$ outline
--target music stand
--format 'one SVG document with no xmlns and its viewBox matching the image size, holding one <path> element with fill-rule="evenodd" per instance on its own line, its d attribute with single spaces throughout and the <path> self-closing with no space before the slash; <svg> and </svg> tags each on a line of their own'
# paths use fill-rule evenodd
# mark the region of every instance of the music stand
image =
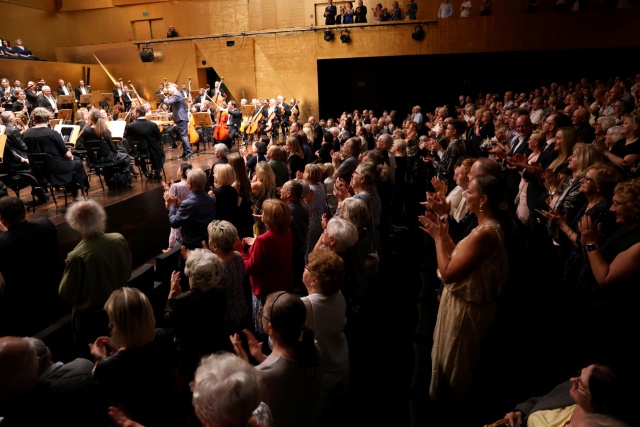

WORK TO BE COMPLETED:
Return every line of the entries above unchanged, but omit the pictures.

REPLY:
$ outline
--target music stand
--format 'one SVG document with no xmlns and its viewBox matching the image size, holding one <path> element with fill-rule="evenodd" per instance on its own line, its d attribute with single spaces throughout and the <path> self-closing with no space before the slash; <svg> and </svg> tags each on a line of their own'
# paths use fill-rule evenodd
# mark the region of every instance of the music stand
image =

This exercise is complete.